JOB: Locate each line in the material below that contains the word "hair" and copy those lines.

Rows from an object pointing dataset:

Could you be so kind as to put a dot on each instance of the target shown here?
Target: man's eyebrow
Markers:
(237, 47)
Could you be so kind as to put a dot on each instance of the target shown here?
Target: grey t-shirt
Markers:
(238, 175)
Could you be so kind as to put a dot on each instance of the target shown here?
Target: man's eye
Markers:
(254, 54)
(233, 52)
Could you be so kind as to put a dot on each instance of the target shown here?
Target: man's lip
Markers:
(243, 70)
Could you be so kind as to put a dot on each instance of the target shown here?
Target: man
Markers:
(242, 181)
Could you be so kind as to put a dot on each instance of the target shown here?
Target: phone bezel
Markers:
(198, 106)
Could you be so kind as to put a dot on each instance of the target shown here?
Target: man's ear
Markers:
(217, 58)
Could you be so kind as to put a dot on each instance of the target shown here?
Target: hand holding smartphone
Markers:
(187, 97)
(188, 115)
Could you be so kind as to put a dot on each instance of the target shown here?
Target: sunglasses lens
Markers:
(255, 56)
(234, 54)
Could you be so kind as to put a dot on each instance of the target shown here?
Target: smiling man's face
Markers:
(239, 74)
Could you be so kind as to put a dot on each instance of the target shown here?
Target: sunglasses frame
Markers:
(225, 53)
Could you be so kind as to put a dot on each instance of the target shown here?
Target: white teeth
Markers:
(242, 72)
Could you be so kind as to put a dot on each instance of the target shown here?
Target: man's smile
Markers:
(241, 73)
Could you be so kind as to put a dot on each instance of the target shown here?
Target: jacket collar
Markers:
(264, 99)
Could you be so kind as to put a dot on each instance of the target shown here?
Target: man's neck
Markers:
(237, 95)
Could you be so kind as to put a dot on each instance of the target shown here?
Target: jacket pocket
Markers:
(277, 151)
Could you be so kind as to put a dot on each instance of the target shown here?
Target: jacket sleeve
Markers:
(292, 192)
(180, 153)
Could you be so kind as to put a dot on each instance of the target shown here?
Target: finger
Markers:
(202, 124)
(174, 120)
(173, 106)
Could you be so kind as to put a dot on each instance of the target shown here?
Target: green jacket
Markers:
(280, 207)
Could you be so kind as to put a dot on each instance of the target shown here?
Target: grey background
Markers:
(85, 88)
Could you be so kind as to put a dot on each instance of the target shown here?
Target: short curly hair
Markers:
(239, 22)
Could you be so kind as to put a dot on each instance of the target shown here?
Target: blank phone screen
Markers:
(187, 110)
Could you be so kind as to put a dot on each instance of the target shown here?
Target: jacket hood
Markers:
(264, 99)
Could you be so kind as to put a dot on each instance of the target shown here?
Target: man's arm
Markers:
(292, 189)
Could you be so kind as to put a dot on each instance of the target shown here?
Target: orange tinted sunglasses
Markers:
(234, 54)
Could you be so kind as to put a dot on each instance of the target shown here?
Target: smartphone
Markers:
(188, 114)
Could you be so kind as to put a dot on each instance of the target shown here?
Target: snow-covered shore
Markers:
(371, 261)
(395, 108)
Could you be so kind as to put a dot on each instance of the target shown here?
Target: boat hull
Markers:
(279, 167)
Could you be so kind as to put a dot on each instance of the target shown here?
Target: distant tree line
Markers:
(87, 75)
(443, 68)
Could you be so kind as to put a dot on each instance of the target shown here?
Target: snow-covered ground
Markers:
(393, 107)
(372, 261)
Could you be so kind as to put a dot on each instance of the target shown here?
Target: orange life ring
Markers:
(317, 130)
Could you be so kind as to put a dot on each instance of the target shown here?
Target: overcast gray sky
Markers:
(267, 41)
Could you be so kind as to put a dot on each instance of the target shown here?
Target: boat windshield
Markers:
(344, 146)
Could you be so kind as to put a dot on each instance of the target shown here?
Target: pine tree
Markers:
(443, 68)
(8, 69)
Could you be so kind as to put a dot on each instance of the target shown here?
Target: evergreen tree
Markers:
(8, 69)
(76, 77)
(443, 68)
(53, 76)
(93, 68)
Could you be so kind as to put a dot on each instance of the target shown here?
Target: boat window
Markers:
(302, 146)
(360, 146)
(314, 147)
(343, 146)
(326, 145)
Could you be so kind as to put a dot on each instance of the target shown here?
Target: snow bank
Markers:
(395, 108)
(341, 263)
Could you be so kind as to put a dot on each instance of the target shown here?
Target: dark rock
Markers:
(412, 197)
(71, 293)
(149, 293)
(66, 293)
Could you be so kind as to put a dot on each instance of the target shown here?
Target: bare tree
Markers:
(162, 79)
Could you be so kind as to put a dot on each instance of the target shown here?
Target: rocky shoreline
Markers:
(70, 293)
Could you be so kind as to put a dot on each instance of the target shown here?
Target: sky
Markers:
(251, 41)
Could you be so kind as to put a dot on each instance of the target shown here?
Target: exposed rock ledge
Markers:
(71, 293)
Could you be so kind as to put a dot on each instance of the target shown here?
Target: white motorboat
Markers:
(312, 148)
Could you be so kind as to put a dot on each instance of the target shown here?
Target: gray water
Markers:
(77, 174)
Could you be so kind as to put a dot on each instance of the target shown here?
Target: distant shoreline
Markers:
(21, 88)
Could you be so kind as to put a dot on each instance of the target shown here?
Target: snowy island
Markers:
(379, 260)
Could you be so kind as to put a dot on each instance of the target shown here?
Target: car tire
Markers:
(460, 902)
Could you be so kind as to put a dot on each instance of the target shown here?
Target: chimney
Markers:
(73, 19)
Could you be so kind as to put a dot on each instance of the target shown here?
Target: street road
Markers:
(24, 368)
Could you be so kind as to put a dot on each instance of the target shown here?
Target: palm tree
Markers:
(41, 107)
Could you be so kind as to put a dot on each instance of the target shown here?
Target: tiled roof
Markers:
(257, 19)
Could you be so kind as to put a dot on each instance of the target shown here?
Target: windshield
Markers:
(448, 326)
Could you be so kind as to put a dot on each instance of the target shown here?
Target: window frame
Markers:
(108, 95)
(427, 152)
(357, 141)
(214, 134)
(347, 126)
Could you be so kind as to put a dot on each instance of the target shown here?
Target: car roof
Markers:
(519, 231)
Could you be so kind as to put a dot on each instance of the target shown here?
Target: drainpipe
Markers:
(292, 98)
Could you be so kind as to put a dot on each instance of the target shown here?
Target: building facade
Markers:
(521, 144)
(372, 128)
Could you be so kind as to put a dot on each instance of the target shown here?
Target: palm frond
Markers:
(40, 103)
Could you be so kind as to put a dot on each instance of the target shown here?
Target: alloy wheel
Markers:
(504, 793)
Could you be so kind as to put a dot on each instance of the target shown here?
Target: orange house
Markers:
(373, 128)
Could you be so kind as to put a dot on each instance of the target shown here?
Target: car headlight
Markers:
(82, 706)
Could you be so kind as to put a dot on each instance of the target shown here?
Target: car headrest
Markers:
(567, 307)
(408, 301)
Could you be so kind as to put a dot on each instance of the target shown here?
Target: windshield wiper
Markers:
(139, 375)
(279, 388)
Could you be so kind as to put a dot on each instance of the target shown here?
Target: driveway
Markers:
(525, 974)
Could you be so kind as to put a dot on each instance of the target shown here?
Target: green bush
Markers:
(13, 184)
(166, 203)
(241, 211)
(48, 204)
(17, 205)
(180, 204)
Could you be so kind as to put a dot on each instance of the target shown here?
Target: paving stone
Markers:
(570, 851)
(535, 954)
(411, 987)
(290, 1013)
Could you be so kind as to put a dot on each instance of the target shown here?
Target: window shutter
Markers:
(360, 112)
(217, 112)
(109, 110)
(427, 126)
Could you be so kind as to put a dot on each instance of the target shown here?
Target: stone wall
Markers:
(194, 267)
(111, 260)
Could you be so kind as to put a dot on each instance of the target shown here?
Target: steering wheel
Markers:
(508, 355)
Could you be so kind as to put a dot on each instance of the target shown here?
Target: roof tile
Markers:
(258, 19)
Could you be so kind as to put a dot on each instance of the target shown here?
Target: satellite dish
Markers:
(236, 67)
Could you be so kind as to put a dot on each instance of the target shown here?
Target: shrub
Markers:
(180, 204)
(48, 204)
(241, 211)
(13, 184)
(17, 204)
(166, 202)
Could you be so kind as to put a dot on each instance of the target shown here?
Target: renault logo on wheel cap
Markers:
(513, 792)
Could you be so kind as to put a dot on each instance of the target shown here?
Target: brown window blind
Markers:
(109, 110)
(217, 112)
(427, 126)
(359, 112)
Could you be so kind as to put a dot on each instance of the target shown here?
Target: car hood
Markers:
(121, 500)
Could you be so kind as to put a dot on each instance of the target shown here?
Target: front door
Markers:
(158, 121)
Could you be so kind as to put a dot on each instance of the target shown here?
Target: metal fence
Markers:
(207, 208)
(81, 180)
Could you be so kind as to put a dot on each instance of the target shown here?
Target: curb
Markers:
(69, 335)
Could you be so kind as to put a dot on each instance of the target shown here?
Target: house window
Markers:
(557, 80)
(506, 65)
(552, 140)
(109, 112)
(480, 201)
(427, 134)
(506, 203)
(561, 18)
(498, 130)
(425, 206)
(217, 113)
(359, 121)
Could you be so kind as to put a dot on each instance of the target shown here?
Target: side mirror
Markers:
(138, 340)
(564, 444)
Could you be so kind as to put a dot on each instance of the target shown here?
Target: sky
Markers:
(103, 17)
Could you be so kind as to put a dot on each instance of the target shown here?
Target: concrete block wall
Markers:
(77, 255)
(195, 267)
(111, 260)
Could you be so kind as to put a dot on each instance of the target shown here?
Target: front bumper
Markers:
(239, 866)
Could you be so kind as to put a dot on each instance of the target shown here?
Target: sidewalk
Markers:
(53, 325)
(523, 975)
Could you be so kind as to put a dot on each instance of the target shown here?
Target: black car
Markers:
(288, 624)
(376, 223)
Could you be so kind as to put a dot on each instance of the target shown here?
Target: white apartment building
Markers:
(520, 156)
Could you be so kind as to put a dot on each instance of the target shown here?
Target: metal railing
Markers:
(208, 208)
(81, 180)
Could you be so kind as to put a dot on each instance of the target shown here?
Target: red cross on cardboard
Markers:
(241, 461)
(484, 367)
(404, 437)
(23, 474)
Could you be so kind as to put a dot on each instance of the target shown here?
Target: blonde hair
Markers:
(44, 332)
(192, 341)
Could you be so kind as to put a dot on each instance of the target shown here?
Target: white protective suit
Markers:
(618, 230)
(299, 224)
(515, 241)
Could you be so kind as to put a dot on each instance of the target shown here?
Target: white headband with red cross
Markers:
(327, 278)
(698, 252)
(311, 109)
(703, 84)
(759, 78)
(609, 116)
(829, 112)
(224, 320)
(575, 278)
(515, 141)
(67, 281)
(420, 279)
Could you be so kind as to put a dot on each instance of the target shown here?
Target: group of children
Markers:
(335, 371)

OUTPUT OF THE EXERCISE:
Target: short curly hair
Target: blonde hair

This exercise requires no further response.